§ Action item
For the listing below, print exactly the lines from the line with "Exercise. Point out every instance of the street" to the line with "x=451, y=453", both included, and nothing beyond them.

════════════════

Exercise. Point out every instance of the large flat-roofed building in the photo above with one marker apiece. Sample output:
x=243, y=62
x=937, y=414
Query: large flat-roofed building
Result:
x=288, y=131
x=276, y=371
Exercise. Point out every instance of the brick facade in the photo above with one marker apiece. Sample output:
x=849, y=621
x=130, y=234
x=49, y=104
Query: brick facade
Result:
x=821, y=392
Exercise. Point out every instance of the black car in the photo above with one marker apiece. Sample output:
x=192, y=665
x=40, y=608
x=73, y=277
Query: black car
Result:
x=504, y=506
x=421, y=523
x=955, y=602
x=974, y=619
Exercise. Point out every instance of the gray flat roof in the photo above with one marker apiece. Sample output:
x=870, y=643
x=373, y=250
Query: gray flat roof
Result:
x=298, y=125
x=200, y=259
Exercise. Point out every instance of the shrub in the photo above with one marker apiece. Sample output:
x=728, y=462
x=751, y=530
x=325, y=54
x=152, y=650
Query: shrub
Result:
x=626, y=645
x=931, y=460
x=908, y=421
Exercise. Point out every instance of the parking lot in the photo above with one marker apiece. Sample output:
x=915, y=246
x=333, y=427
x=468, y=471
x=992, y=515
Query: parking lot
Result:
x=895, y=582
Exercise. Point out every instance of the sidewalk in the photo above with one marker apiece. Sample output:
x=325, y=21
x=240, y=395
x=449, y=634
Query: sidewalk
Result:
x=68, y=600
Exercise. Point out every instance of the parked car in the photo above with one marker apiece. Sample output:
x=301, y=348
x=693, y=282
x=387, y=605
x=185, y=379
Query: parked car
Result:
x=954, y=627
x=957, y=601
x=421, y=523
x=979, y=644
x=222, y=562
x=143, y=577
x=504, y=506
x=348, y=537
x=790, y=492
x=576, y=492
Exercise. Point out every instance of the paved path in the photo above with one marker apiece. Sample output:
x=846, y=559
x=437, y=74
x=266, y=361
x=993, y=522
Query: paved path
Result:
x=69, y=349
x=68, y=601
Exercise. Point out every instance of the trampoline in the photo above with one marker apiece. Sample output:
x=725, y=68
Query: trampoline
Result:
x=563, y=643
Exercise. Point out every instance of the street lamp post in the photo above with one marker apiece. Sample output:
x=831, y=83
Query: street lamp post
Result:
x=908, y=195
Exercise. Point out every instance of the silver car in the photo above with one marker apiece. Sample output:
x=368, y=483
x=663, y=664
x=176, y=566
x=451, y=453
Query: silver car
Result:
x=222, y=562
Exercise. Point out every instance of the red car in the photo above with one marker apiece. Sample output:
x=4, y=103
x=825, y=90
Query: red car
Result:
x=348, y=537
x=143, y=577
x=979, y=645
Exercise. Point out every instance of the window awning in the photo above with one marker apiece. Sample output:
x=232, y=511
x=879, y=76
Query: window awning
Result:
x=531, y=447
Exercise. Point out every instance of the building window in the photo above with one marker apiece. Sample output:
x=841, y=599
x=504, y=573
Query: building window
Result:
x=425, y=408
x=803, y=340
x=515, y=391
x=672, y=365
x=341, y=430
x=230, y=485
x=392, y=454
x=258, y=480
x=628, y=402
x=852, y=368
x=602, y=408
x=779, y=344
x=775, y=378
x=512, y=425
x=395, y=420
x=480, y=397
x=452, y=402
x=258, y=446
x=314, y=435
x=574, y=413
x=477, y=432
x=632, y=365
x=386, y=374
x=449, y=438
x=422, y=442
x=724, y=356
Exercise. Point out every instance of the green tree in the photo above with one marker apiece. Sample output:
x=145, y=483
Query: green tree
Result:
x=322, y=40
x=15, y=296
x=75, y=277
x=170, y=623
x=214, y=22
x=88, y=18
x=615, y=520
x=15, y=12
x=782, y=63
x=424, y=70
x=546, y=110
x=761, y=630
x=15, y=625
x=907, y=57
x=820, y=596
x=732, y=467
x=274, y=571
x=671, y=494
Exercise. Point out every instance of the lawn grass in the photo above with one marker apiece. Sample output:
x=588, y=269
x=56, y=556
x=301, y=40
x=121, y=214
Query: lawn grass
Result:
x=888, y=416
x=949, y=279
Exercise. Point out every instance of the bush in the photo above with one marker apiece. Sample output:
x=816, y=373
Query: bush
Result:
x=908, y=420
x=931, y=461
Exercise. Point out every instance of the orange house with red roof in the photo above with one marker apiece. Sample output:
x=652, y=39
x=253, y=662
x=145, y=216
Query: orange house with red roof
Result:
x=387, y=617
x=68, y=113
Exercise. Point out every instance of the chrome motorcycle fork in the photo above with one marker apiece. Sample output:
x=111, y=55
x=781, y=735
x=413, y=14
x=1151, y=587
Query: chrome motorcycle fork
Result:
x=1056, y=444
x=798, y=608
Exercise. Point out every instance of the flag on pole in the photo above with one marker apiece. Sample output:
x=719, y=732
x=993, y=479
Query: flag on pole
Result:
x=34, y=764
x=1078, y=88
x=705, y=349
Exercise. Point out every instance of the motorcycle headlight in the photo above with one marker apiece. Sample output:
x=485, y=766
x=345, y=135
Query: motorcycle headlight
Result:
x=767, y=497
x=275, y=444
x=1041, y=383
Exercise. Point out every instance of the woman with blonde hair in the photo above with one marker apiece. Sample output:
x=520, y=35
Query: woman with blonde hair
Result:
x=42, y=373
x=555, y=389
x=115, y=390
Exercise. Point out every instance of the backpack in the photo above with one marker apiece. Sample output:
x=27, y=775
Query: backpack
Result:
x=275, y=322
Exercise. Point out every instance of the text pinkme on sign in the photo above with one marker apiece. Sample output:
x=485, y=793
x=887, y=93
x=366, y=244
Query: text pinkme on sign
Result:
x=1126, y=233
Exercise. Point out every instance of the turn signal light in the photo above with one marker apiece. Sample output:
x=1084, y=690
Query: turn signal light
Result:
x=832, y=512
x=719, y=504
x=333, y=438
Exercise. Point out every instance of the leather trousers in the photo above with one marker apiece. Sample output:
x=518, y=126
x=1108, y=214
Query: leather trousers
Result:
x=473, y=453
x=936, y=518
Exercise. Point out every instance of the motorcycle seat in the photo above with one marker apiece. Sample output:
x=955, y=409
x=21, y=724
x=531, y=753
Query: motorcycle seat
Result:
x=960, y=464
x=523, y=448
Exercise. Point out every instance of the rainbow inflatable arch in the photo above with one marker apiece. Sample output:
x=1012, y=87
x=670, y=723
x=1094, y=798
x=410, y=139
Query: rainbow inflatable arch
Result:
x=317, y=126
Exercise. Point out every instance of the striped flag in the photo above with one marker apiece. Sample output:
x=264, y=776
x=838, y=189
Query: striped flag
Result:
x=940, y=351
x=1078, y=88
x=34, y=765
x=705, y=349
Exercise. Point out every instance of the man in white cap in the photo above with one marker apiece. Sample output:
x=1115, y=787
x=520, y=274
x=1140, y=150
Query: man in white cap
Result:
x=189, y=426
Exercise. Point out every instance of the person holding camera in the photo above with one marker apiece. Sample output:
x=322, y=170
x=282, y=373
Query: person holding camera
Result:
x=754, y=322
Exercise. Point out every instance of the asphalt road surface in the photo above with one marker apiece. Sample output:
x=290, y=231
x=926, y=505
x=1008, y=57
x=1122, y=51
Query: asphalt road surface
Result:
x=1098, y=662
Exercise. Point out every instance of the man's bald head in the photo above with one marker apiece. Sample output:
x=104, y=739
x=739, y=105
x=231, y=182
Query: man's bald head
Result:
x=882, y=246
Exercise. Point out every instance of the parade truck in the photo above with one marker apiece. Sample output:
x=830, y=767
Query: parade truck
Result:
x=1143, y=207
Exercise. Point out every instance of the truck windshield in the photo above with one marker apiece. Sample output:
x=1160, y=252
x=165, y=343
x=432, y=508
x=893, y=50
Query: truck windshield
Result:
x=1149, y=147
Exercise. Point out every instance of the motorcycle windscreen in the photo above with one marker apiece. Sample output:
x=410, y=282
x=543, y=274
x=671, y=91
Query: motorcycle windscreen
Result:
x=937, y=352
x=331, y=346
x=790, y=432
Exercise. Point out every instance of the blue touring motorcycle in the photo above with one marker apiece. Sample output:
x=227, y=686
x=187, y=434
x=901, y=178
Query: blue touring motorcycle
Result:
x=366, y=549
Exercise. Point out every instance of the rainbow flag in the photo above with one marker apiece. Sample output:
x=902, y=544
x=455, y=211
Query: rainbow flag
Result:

════════════════

§ Worked solution
Exercise. Point out every instance of the street lamp post in the photo above with one marker apiece. Sample output:
x=831, y=83
Query: street lamp post
Result:
x=908, y=195
Exercise. Point out every instance of the silver car in the photo above with one marker apiece. Sample output:
x=368, y=483
x=663, y=664
x=176, y=566
x=451, y=453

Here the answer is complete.